··· TEXT PROVIDED

Steam railways, heritage lines remain neglected in India (Rajendra B Aklekar)
(This article first appeared in Forbes India Magazine 16th March 2016, and is reproduced here with the author’s permission)
The conservation and running of rare steam engines remain a neglected issue in India even as it thrives in other countries
- Volunteers at the South Tynedale Railway Preservation Society in Cumbria, England, are working hard to raise funds so that they can restore MLR-740, a steam locomotive that they recently bought in an auction. MLR-740 is one of the four original locomotives that ran on Maharashtra’s Matheran Hill Railway from 1907 to 1965. The sooner they can raise funds, the sooner will this magnificent locomotive run again, this time on the British hill railways.
- Rishra, a rare small-tank steam locomotive that was once used by the Calcutta Corporation for shunting coal wagons at a water pumping station in Barrackpore and then abandoned, is now the star attraction of the Leighton Buzzard Railway in Bedfordshire, England. It is the only remaining locomotive of this type.
- A Darjeeling Himalayan Railway B-class steam locomotive that originally went to an American museum now runs on a private steam railway belonging to British rail expert Adrian Shooter in Oxfordshire.
These are just a few examples of how steam locomotives that once ran in India—and were subsequently abandoned—are now not just maintained meticulously but run on heritage railway lines in England. Back in India, steam railways and heritage lines remain a neglected subject, even though there is a huge demand for their restoration and maintenance from enthusiasts across the world.
“The railways in India have always remained an attraction for enthusiasts worldwide because of its sheer size and variety,” says Peter Roberts, a British rail aficionado. “Every type of locomotive, along with different track gauges, have been used in India in the late 19th and early 20th centuries—from the smallest two-foot narrow gauge rail on mountain railways in Darjeeling and Matheran, to the biggest Garratt locomotives on the Bengal Nagpur Railway, and from a monorail in Patiala to the rack-and-pinion railway in the Nilgiri mountains.”
Adds Roberts: “India has been a playground for different types of railway lines and technologies, and is a favourite place for rail buffs and experts. But, sadly, there are no preserved railways or steam locomotives in running condition left in India. Whatever locos are found are on abandoned lines and, like stuffed teddy bears, are displayed on pedestals outside station buildings in the name of heritage. But the real fun and expertise will be in running on steam and its technology.”
Rail enthusiasts are also disappointed with the National Rail Museum in New Delhi “that has many rare and good artefacts, but the focus remains on educational activities for children rather than encouraging steam and heritage railway restoration”, says Madhusudhan Oak, a retired transport official. Bangalore-based student Avinash Kumar adds that even the new website of the museum, which was launched in a hurry this January on the directive of the railway ministry, has many non-functional links. “It is more theoretical, not interactive,” he says.

······

Answer these questions using the article:
1. On which railway in Maharashtra did MLR-740 run, and during which years?
2. Which railway now features Rishra as its star attraction?
3. According to Madhusudhan Oak, what does the National Rail Museum focus on?
The listing is separate material and has no connection to the article.

··· DATA EXCERPTS

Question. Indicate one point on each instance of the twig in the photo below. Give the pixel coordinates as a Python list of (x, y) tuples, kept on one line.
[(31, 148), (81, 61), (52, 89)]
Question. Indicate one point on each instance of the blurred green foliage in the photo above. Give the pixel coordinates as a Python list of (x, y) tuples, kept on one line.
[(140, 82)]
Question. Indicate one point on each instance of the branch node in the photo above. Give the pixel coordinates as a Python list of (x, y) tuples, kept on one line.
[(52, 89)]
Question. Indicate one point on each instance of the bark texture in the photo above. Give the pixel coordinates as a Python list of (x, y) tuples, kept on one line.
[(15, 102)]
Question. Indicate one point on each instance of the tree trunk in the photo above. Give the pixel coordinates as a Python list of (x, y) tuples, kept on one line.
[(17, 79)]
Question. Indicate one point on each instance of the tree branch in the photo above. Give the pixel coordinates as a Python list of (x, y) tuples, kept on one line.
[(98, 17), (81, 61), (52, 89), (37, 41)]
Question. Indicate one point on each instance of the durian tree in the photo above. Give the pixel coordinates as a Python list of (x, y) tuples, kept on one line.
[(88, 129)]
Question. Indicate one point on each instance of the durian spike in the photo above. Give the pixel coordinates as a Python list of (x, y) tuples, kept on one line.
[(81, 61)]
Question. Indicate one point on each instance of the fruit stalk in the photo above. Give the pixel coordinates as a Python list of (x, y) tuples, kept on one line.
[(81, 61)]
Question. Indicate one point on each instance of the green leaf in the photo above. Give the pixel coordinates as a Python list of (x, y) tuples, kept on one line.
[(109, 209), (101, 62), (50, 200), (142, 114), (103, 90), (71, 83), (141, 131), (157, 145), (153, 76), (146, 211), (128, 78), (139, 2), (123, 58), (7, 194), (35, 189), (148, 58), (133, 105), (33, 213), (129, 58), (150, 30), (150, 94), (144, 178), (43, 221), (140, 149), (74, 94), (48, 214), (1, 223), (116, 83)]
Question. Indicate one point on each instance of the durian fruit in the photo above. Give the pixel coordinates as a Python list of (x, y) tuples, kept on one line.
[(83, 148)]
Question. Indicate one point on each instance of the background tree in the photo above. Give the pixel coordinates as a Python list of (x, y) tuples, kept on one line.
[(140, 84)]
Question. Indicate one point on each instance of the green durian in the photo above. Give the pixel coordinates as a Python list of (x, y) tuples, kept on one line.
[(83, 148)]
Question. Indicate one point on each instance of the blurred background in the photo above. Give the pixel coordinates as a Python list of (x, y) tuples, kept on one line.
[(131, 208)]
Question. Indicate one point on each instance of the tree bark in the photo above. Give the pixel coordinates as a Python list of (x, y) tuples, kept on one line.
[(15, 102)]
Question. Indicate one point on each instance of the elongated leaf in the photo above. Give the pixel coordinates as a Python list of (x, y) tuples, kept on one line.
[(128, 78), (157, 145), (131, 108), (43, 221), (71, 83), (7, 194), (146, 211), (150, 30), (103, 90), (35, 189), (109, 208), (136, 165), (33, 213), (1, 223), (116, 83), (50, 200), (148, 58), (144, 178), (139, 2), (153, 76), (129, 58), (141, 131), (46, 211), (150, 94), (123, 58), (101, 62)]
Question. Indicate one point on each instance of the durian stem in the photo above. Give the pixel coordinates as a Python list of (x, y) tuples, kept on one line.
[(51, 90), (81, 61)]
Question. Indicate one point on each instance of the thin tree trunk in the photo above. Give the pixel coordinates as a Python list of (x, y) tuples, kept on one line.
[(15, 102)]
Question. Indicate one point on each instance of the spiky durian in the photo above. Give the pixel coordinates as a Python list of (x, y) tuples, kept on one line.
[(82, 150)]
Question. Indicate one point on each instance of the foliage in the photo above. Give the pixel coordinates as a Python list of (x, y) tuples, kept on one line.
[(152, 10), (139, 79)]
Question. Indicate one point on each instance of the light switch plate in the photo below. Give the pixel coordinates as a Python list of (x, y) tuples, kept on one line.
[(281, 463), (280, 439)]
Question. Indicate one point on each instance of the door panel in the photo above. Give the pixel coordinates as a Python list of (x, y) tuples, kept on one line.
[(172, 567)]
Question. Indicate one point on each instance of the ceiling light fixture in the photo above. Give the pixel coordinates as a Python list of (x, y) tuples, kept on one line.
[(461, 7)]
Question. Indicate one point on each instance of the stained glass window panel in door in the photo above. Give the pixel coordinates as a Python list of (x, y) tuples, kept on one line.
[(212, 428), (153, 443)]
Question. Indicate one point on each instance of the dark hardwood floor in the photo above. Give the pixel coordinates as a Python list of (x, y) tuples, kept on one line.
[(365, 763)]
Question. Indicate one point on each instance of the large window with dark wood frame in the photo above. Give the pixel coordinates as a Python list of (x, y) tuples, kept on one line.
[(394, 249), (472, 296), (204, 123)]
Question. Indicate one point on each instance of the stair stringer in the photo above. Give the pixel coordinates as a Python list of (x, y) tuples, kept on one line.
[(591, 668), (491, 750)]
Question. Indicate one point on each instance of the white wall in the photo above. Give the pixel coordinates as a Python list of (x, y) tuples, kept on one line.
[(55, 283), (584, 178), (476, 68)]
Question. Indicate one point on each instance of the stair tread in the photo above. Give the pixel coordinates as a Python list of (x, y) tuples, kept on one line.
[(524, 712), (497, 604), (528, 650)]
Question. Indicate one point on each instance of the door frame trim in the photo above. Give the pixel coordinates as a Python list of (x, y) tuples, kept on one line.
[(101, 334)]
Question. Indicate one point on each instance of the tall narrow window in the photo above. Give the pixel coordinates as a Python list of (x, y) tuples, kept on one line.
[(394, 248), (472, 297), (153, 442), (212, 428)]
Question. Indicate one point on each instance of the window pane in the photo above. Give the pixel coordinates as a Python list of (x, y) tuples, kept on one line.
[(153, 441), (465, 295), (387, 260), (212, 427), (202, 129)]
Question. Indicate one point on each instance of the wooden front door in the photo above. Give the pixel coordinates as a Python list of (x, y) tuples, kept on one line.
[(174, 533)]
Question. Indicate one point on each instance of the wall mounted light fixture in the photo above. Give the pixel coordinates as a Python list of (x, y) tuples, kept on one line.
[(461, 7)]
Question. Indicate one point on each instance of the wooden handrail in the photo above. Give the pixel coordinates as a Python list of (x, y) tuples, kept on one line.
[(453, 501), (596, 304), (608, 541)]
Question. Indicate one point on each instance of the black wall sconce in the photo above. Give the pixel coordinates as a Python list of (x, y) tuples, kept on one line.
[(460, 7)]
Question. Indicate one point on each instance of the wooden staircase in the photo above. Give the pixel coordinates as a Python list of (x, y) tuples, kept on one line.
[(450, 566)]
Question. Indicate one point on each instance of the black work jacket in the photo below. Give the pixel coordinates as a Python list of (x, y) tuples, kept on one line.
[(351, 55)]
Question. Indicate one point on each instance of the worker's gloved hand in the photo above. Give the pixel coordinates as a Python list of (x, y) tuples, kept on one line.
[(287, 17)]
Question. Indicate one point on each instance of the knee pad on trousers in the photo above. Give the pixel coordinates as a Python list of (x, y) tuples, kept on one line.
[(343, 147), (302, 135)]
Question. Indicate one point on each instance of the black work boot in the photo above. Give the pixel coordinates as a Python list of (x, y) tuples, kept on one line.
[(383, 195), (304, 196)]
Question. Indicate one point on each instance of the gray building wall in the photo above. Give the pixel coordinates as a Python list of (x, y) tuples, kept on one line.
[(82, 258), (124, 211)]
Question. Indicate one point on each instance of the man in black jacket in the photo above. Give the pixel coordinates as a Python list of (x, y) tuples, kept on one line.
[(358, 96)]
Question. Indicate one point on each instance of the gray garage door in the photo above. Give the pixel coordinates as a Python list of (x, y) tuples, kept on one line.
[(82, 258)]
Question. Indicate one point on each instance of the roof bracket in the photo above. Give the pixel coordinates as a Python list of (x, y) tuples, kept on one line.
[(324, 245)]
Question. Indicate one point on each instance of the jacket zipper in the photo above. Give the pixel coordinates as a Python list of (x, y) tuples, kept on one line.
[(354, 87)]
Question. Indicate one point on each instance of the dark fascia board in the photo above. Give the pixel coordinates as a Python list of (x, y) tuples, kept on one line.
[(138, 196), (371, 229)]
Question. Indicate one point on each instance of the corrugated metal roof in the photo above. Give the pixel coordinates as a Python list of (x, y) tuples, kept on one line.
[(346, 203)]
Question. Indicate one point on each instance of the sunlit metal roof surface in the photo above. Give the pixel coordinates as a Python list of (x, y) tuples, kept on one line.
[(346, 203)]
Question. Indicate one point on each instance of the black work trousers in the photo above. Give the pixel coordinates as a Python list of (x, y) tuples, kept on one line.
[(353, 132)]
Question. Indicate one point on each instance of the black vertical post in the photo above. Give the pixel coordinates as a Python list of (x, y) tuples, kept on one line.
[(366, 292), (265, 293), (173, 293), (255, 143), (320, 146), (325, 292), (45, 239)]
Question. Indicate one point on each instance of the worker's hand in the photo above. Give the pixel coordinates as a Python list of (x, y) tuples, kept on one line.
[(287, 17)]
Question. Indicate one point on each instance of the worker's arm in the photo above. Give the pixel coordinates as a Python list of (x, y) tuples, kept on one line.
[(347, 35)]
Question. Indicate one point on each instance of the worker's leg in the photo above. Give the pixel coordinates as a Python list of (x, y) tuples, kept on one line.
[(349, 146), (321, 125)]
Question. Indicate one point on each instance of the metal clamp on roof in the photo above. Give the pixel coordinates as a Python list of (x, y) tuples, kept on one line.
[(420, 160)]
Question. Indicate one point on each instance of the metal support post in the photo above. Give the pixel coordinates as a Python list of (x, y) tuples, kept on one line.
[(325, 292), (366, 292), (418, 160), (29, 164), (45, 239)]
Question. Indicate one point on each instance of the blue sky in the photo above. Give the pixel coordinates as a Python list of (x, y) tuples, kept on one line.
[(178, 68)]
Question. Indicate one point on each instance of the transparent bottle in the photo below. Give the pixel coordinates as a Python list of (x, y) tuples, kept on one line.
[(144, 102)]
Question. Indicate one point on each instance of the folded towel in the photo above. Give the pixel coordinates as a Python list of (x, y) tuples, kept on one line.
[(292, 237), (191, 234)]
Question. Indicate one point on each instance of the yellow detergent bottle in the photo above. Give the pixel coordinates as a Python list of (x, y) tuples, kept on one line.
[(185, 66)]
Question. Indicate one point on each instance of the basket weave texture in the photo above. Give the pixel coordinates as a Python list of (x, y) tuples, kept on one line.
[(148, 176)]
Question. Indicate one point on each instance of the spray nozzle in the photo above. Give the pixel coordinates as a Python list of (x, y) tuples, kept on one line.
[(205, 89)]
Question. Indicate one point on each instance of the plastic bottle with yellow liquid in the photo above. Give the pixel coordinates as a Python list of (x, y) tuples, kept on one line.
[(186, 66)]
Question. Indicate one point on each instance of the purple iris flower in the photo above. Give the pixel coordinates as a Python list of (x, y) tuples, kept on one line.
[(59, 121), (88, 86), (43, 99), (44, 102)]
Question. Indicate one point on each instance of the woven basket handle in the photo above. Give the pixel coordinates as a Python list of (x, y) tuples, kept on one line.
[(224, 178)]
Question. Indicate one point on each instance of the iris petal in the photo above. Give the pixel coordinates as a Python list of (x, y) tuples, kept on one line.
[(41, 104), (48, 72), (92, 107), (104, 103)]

······

• **SOLVED EXERCISE**
1. The Matheran Hill Railway, from 1907 to 1965.
2. The Leighton Buzzard Railway in Bedfordshire, England.
3. Educational activities for children, rather than encouraging steam and heritage railway restoration.